GIVEN PROBLEM 1: In the records, convert the lines from the one containing "the dresser mirror." to the one containing "[342,83,398,104]", both included, into a JSON list of strings with one string per line and no blank lines.

PASSAGE SHOWN:

The problem, though, is that all the stuff they sell is rarely in the same place twice. This week, the tissues may be where the garbage bags were last week, and vice versa. The batteries, which were all over the store yesterday are now only in the Electronics aisle. But I know enough not to get used to that because the batteries may be in the Produce aisle on my next visit.

I once asked a guy who was putting potato chips on the low shelves why they keep moving all this stuff around. He paused for a long moment and then told me he thought it might be because there were so many senior citizens shopping in bricks-and-mortar stores these days.

“They don’t use computers,” he said.

“Really?”

“Yes, he said. “And they’re short. We put the stuff they need on the lower shelves so they can reach it.”

“I’m a senior citizen,” I said. “I’m six-foot-one. I used to be six-foot-two, but there’s a lot of gravity.”

He paused for an even longer moment and then said, “Yes.”

I moved on.

Our daughter, Meg, is five feet tall and not because of gravity. She just is. And she’s definitely not a senior citizen. She lives in Bethesda, Maryland with her husband, John, who graduated from Stanford as a mechanical engineer. He is maybe five-two. Meg and John could wear each other’s clothes. They live in a rented condo that’s walking distance from the D.C. Metro. It’s a lovely place in all seasons except winter because their condo does not contain one ounce of caulking and just a sniff of insulation. In February, you can fly kites in their living room. The place is beautiful, though, and that’s what really matters to most Americans who don’t speak HVAC: Good looks.

Heating people, on the other hand, see things differently. When you enter a building you probably do what I do, which is to look around to see how they heat the place. And admit it, when watching a movie, you notice the radiators and mumble, “One-pipe steam,” or “Two-pipe steam, or “That pipe’s in the wrong place.” You mumble because if you said these things aloud the others would roll their eyes. They don’t care about the radiators or the water heaters until there’s no heat or hot water. Only then will they wonder. They see the world differently than we do. They focus more on senses than on things mechanical. Is it warm enough? That’s good enough for me. They ask questions only when things don’t work.

DATA:
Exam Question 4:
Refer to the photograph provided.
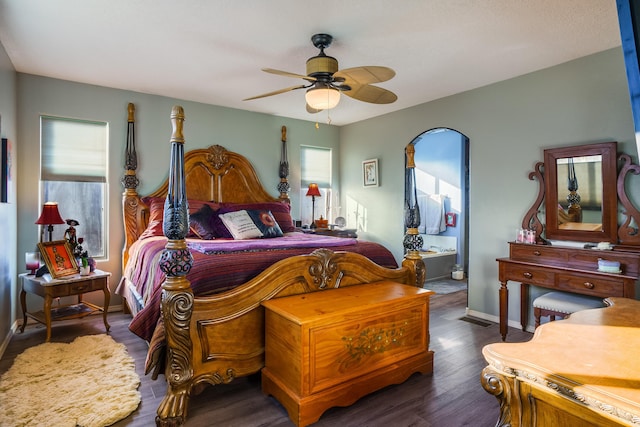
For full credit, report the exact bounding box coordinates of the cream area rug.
[0,335,140,427]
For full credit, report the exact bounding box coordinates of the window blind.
[40,116,108,183]
[300,146,331,188]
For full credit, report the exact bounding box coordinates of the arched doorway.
[411,128,469,282]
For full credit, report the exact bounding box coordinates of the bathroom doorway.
[411,128,469,282]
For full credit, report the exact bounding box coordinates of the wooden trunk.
[262,281,433,426]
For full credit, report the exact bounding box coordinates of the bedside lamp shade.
[307,182,322,228]
[36,202,64,241]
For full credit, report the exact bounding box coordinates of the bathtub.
[420,250,457,282]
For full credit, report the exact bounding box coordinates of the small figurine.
[64,219,80,252]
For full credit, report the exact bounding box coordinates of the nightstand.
[20,270,111,342]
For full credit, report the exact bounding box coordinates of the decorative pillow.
[220,202,296,233]
[187,204,216,240]
[140,197,220,239]
[247,210,282,238]
[218,210,262,240]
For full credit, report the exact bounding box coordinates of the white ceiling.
[0,0,620,125]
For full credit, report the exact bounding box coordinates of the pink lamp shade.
[36,202,64,241]
[307,183,322,197]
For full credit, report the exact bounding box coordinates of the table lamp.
[307,182,322,228]
[36,202,64,242]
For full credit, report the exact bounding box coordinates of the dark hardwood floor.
[0,291,532,427]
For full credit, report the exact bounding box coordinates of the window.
[300,145,333,225]
[40,116,109,258]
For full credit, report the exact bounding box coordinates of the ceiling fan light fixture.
[304,87,340,110]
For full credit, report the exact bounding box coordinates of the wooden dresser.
[481,298,640,427]
[497,242,640,341]
[262,281,433,426]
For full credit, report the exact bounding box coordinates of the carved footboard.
[157,249,413,425]
[156,107,416,425]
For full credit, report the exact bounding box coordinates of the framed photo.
[38,240,78,279]
[362,159,378,187]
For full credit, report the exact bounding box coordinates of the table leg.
[20,287,27,333]
[498,282,509,341]
[520,283,529,331]
[44,295,53,342]
[102,282,111,332]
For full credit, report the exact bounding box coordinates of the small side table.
[20,270,111,342]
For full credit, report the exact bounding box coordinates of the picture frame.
[362,159,379,187]
[38,240,78,279]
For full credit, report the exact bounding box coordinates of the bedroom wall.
[340,49,640,326]
[18,73,339,305]
[0,39,19,348]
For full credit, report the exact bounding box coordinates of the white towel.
[424,194,447,234]
[417,194,429,234]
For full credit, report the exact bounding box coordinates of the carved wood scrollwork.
[616,154,640,245]
[207,145,229,169]
[522,162,545,239]
[309,249,342,289]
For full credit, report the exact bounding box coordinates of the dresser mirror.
[544,142,618,243]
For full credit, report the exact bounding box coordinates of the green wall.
[340,49,640,326]
[18,74,339,312]
[0,49,637,342]
[0,38,17,354]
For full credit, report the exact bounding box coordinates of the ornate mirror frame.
[522,142,640,247]
[544,142,618,243]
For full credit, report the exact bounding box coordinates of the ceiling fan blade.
[307,104,322,114]
[262,68,316,82]
[333,66,396,86]
[243,85,306,101]
[342,83,398,104]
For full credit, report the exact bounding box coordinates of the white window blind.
[300,146,331,188]
[40,116,108,182]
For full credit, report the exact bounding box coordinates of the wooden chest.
[262,281,433,426]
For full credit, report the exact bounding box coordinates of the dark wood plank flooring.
[0,291,532,427]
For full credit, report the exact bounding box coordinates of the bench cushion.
[533,292,604,314]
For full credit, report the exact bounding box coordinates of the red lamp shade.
[307,183,322,197]
[36,202,64,241]
[36,202,64,225]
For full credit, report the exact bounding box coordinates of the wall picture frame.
[38,240,78,279]
[362,159,379,187]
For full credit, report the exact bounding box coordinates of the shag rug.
[0,335,140,427]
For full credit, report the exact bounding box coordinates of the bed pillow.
[247,209,283,238]
[218,210,262,240]
[187,204,216,240]
[220,202,296,233]
[140,197,220,239]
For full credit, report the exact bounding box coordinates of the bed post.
[156,106,193,426]
[278,126,291,203]
[402,143,427,288]
[122,103,140,272]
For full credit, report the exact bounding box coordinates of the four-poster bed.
[117,107,424,425]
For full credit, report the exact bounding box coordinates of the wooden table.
[481,298,640,427]
[496,242,640,341]
[262,281,433,426]
[20,270,111,342]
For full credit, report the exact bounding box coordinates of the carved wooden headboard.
[122,145,289,268]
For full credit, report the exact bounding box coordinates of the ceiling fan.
[244,34,398,113]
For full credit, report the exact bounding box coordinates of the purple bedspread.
[124,233,398,341]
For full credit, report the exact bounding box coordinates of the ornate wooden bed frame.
[122,104,425,425]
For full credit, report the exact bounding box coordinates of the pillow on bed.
[140,197,220,239]
[220,202,296,233]
[247,209,283,238]
[218,210,262,240]
[187,204,216,240]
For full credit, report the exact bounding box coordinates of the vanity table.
[497,242,640,341]
[497,142,640,341]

GIVEN PROBLEM 2:
Answer these questions about the passage on shifting store shelves and heating:
(a) In which aisle are the batteries now only found?
(b) How tall does the narrator say they are now?
(c) In what city and state do Meg and John live?

EXERCISE ANSWER 1:
[
  "For full credit, report the exact bounding box coordinates of the dresser mirror.",
  "[544,142,618,243]",
  "For full credit, report the exact bounding box coordinates of the green wall.",
  "[340,49,640,326]",
  "[18,74,339,312]",
  "[0,49,637,342]",
  "[0,38,17,354]",
  "For full credit, report the exact bounding box coordinates of the ornate mirror frame.",
  "[522,142,640,247]",
  "[544,142,618,243]",
  "For full credit, report the exact bounding box coordinates of the ceiling fan blade.",
  "[307,104,322,114]",
  "[262,68,316,82]",
  "[333,66,396,86]",
  "[243,85,306,101]",
  "[342,83,398,104]"
]

EXERCISE ANSWER 2:
(a) The Electronics aisle.
(b) Six-foot-one.
(c) Bethesda, Maryland.